* _수행할 작업_
아래 데이터 전체를 한 줄도 빠짐없이, 글자 하나 바꾸지 말고 그대로 옮겨 적으십시오.
──────── 제공된 데이터 ────────
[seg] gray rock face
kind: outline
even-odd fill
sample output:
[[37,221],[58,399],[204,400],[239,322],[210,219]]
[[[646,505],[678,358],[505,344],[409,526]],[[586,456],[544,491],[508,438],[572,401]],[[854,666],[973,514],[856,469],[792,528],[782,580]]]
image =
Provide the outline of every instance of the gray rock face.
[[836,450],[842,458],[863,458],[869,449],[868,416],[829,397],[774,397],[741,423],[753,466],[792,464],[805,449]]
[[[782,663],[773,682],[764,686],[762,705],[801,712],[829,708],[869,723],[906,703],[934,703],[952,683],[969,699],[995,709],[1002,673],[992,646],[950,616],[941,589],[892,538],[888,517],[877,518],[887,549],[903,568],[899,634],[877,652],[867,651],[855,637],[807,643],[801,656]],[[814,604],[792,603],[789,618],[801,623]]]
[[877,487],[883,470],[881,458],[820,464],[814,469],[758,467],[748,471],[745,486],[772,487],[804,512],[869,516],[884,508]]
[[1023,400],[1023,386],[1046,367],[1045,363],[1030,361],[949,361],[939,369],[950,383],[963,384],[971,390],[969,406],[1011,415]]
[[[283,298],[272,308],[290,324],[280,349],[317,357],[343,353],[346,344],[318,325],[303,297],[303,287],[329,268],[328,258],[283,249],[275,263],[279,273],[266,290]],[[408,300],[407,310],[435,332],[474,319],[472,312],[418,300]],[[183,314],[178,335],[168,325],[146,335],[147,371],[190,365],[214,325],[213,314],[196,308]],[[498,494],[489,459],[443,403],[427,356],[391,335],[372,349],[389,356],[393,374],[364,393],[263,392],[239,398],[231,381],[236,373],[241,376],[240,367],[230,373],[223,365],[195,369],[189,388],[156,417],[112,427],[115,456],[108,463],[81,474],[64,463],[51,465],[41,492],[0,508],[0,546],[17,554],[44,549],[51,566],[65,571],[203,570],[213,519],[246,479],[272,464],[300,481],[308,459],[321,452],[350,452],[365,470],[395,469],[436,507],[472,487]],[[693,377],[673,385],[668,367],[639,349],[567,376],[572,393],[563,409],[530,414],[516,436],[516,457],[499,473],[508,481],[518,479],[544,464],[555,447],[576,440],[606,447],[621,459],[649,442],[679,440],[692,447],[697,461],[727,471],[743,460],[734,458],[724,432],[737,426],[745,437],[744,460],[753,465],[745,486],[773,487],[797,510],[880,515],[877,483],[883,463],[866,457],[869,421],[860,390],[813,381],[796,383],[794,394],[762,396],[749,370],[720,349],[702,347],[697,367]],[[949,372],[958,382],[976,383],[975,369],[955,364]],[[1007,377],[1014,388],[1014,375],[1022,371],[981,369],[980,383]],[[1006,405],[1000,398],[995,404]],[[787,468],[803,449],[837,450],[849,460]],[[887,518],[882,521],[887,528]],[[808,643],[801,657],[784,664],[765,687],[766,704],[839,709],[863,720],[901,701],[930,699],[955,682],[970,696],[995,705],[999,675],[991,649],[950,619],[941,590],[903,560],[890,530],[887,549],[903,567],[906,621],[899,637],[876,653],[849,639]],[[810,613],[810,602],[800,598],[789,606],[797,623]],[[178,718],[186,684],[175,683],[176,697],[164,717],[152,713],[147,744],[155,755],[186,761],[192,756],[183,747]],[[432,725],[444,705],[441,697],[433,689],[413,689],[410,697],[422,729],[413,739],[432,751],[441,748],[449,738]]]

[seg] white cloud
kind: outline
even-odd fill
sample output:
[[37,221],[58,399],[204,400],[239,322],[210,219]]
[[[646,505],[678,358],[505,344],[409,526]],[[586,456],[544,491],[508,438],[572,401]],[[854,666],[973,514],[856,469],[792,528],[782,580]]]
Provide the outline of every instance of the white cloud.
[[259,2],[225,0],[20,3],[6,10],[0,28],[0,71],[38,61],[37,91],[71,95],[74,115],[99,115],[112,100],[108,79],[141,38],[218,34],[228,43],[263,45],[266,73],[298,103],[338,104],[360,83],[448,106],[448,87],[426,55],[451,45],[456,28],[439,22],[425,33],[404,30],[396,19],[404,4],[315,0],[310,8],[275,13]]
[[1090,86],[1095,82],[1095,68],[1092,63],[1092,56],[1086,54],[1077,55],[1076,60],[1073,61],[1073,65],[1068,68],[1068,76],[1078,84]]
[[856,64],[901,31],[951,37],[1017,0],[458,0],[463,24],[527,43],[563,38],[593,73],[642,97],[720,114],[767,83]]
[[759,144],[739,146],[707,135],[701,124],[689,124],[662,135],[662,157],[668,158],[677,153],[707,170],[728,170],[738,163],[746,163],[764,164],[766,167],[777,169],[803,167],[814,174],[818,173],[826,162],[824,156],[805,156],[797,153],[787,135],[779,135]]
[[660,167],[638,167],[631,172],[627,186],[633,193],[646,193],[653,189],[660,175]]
────────
* _연습 정답_
[seg] gray rock face
kind: outline
even-odd fill
sample output:
[[37,221],[58,399],[204,400],[239,322],[210,219]]
[[[646,505],[678,358],[505,344],[409,526]],[[586,456],[544,491],[508,438],[572,401]],[[854,666],[973,514],[856,469],[792,528],[782,580]]]
image =
Provide the outline of every instance of the gray rock face.
[[836,450],[842,458],[863,458],[869,449],[868,416],[829,397],[774,397],[741,423],[753,466],[792,464],[805,449]]
[[[782,663],[773,682],[764,686],[762,705],[801,712],[829,708],[869,723],[906,703],[934,703],[952,683],[969,699],[995,709],[1002,673],[992,646],[950,616],[941,589],[892,538],[888,517],[877,518],[887,549],[903,568],[899,634],[877,652],[867,651],[855,637],[807,643],[801,656]],[[814,604],[792,603],[789,618],[801,623]]]
[[877,487],[883,470],[881,458],[820,464],[814,469],[758,467],[748,471],[745,486],[772,487],[804,512],[869,516],[884,508]]
[[1023,400],[1023,386],[1046,367],[1045,363],[1030,361],[949,361],[939,369],[950,383],[963,384],[971,390],[969,406],[1011,415]]
[[[283,298],[272,308],[290,324],[280,349],[317,357],[343,353],[346,344],[318,325],[303,297],[303,287],[329,268],[328,258],[283,249],[275,263],[279,273],[266,290]],[[408,300],[407,310],[435,332],[474,319],[472,312],[418,300]],[[183,314],[178,335],[168,325],[146,335],[147,371],[190,365],[214,325],[213,314],[196,308]],[[498,494],[489,459],[443,403],[427,356],[391,335],[372,349],[389,356],[393,374],[364,393],[263,392],[239,398],[231,381],[236,373],[241,376],[240,367],[230,373],[223,365],[195,369],[189,388],[156,417],[112,427],[115,456],[108,463],[81,474],[64,463],[51,465],[41,492],[0,508],[0,546],[17,554],[44,549],[51,566],[65,571],[203,570],[213,519],[246,479],[272,464],[300,481],[308,459],[321,452],[350,452],[365,470],[395,469],[436,507],[472,487]],[[693,377],[673,385],[668,367],[639,349],[567,376],[572,393],[563,409],[530,414],[516,436],[516,457],[499,473],[508,481],[518,479],[544,464],[555,447],[576,440],[606,447],[621,459],[649,442],[679,440],[692,447],[697,461],[727,471],[743,460],[734,458],[724,432],[737,426],[745,437],[744,460],[753,465],[745,486],[773,487],[797,510],[880,515],[877,483],[883,463],[866,457],[869,421],[860,390],[813,381],[796,383],[794,394],[762,396],[749,370],[720,349],[702,347],[697,367]],[[949,372],[958,382],[976,383],[975,369],[955,364]],[[1007,377],[1014,388],[1014,375],[1022,371],[981,369],[980,383]],[[1006,405],[1000,398],[995,404]],[[787,468],[803,449],[837,450],[849,460]],[[887,518],[882,521],[887,528]],[[808,643],[801,657],[784,664],[765,687],[766,704],[839,709],[863,720],[901,701],[930,699],[955,682],[970,696],[995,705],[999,675],[991,649],[950,619],[941,590],[903,560],[890,530],[887,549],[903,567],[906,621],[899,637],[876,653],[849,639]],[[810,613],[810,602],[800,598],[789,606],[797,623]],[[178,718],[186,684],[175,683],[176,697],[164,717],[152,713],[147,744],[155,755],[186,761],[192,756],[183,747]],[[432,725],[444,705],[441,697],[433,689],[413,689],[410,697],[422,729],[413,739],[432,751],[441,748],[449,738]]]

[seg] white cloud
kind: outline
even-odd fill
sample output:
[[37,221],[58,399],[204,400],[239,322],[210,219]]
[[[646,505],[678,358],[505,344],[409,526]],[[586,456],[544,491],[508,438],[572,401]],[[854,666],[973,514],[856,469],[792,528],[782,580]]]
Provide the outline of every instance of the white cloud.
[[259,2],[225,0],[20,3],[6,10],[0,28],[0,71],[38,61],[37,91],[71,95],[74,115],[99,115],[112,100],[108,79],[141,38],[218,34],[228,43],[263,45],[266,73],[298,103],[338,104],[360,83],[448,106],[448,87],[426,55],[451,45],[456,28],[439,22],[425,33],[404,30],[396,19],[404,4],[315,0],[310,8],[275,13]]
[[1090,86],[1095,82],[1095,68],[1092,63],[1092,56],[1086,54],[1077,55],[1076,60],[1073,61],[1073,65],[1068,68],[1068,76],[1078,84]]
[[856,64],[901,31],[951,37],[1017,0],[458,0],[463,24],[527,43],[563,38],[593,73],[642,97],[720,114],[767,83]]
[[759,144],[739,146],[707,135],[701,124],[689,124],[662,135],[662,157],[668,158],[677,153],[707,170],[728,170],[738,163],[746,163],[764,164],[766,167],[777,169],[803,167],[814,174],[818,173],[826,162],[824,156],[805,156],[797,153],[787,135],[779,135]]
[[660,167],[638,167],[631,172],[627,186],[633,193],[646,193],[653,189],[660,175]]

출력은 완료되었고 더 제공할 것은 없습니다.